Reproduce the records below verbatim, preserving every line, character, and line break.

⟨

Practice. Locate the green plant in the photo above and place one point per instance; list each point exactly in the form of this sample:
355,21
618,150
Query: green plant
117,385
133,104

⟩

* [Exercise solution]:
Practice. Locate the green plant in the photo above and place one point per instance; list each point exactly in the form of this sample:
355,21
618,150
Query: green plant
117,385
133,104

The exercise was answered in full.